§ PROBLEM STATEMENT
Restate the listing below word for word, and leave its pictures behind.

:::

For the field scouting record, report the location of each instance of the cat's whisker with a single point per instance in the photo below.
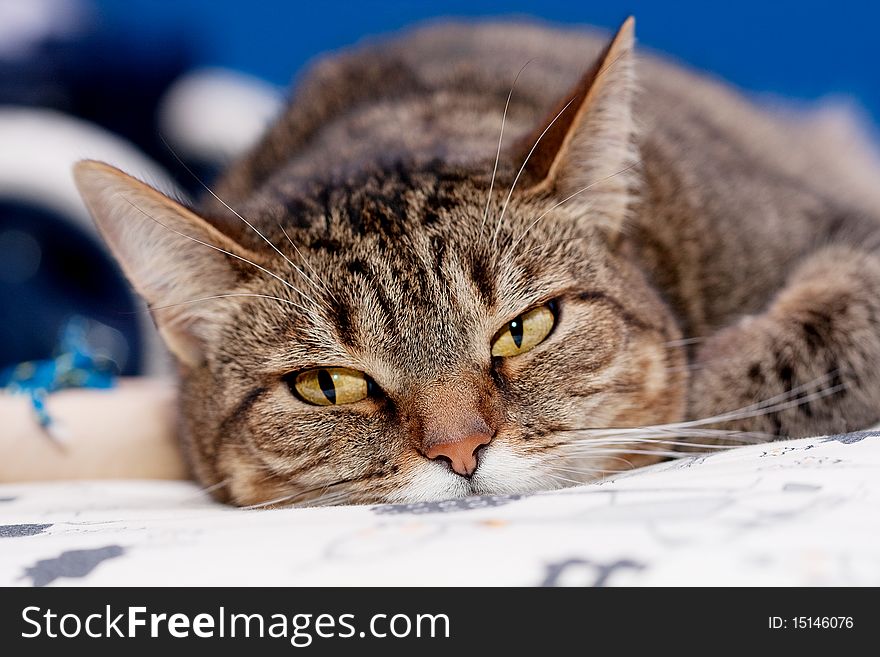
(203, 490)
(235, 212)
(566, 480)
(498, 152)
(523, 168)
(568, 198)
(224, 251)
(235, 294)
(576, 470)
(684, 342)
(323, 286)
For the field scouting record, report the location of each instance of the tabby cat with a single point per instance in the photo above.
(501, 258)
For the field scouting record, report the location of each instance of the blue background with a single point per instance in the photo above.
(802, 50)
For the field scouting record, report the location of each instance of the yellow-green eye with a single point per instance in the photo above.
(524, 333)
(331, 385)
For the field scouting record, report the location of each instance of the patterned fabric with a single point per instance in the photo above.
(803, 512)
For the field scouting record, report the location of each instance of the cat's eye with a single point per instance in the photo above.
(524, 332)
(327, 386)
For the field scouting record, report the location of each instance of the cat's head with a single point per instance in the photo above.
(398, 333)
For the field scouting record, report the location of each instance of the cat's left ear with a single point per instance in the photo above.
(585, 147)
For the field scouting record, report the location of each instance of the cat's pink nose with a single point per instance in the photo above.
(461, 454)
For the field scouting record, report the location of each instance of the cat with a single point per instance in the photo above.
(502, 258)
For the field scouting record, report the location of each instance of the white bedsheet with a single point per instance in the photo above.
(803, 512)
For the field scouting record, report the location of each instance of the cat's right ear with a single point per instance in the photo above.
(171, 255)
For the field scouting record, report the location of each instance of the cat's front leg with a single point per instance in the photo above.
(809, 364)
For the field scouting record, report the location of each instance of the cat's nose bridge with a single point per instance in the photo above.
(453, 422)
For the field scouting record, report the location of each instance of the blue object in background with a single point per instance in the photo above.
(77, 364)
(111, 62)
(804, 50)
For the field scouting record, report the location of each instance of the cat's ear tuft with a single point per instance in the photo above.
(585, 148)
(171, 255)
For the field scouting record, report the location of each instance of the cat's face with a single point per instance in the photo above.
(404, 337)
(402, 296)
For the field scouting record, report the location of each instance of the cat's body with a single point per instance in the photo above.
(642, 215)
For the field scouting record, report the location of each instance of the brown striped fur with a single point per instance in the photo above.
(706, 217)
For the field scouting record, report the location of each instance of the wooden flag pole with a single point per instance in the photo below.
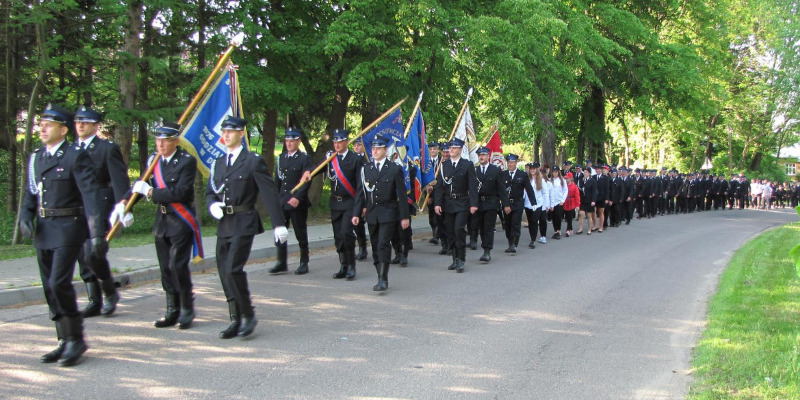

:::

§ ANSWER BELOW
For the field scouting record, report the location of each instance of the cat's whisker with a single point per instance in the photo below.
(203, 490)
(235, 212)
(566, 480)
(498, 152)
(523, 168)
(568, 198)
(224, 251)
(235, 294)
(576, 470)
(684, 342)
(323, 286)
For the field scouting record, report the location of each instance of the tabby cat with a single point per instance in the photo above.
(501, 258)
For the field scouting record, report the location of each instance of the blue background with a single point per instance in the photo above.
(802, 50)
For the field scouting record, report the location of each instance of the yellow-green eye with a single point per instance in the photo above.
(524, 333)
(331, 385)
For the field scouting record, report the location of each instance of the patterned fabric with a single point per instance in the photo above.
(803, 512)
For the field scouting record, report the location of each instance of the cat's eye with a single point per instance in the photo above.
(524, 332)
(327, 386)
For the field scouting record, report the location of each instance of the cat's head with a single point per instance in the photo above.
(398, 333)
For the field scouting record, report the location of each instance of the cat's left ear with a single point per instance in the photo above.
(585, 147)
For the field scouting record, report the location of each instance of the cat's pink nose with a single point per instance in the photo above.
(461, 454)
For the field scouting record, report the location of each instance of the cat with a single point per instance in the photo above.
(502, 258)
For the field scouting record, report the location of each instance of the white bedsheet with a single point per instance in the photo above.
(803, 512)
For the field scouting record, report the location of each instance of the cat's right ear with a single point per instance in the photo above.
(171, 255)
For the field scouting record, report the location of each instance of the cat's front leg with a single point per instance in the photo above.
(809, 364)
For the field scouting record, report the location of each instance of the cat's nose bridge with a single point per instance in the photo above.
(453, 422)
For the field scouting record, report the location of each instance of the blue object in background with a single point per instance in the photo above.
(77, 364)
(111, 62)
(804, 50)
For the field scouting record, report the location of each instance of the cat's ear tuft with a single point per instance in the photo above.
(585, 148)
(171, 255)
For the field scouting record, report the location of each instance of the cat's face with a single point per instance in the photo above.
(404, 337)
(402, 296)
For the field scouting record, report the location of each instance of the cat's body with a single point per instance in the photo above.
(642, 215)
For the field scouting record, report the location of each instance of the brown striped fur with a single point per instance in the photo above.
(706, 217)
For the field scouting record, report the location of each instance of the wooden flag pole with a single point per instance in the photo below.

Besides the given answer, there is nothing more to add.